▶ EXCERPTED PASSAGE
-- -- --

My great uncle Ben passed away yesterday. Ben was 90 years old.
Ben had an unspecified developmental disability and / or a severe articulation disorder. He was born 90 years ago where disability wasn’t something talked about. I’m sure there were institutions ready and willing to take him, but instead he was cared for all of his life by his parents, brothers and sisters, and later on, his many nieces and nephews. Most importantly, I think, during the last 20 years of his life, he cared for himself, in his own apartment, until he was no longer able.
I spent today in a Kathie Snow presentation where she talked about building natural supports for people with disabilities. Ben lived most of his life with natural and generic supports, using services only as he got older. Ben had Meals on Wheels and the community’s subsidized housing. He later had a private duty nurse come check on him and his living was always earned through his social security checks, especially as he got older and could no longer make money mowing the lawn and doing odd jobs for people. Ben supposedly lived in the “dark ages” for people with disabilities, but he got along fine, even better, I think, than some of the people I care about who are completely entangled in the disability service delivery model.

-- -- --

▶ RAW DATA
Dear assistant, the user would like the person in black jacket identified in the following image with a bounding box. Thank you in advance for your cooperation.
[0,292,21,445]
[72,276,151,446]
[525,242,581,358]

-- -- --

▶ EXERCISES TO COMPLETE
(1) In the piece about great uncle Ben, condense the paragraph beginning "I spent today in a Kathie Snow presentation" into a short bulleted list that keeps its main facts.
(2) Please reproduce the passage of the piece about great uncle Ben between "I spent today" and "service delivery model.", inclusive, without changing a word.

▶ WORKED SOLUTIONS
(1)
- The writer spent the day at a Kathie Snow presentation on building natural supports for people with disabilities.
- Ben lived most of his life with natural and generic supports and used services only as he got older.
- Those services were Meals on Wheels, the community's subsidized housing and, later, a private duty nurse.
- His living always came from his social security checks, especially once he could no longer earn money mowing the lawn and doing odd jobs.
- Though he supposedly lived in the "dark ages" for people with disabilities, he got along fine, in the writer's view better than some people entangled in the disability service delivery model.

(2)
I spent today in a Kathie Snow presentation where she talked about building natural supports for people with disabilities. Ben lived most of his life with natural and generic supports, using services only as he got older. Ben had Meals on Wheels and the community’s subsidized housing. He later had a private duty nurse come check on him and his living was always earned through his social security checks, especially as he got older and could no longer make money mowing the lawn and doing odd jobs for people. Ben supposedly lived in the “dark ages” for people with disabilities, but he got along fine, even better, I think, than some of the people I care about who are completely entangled in the disability service delivery model.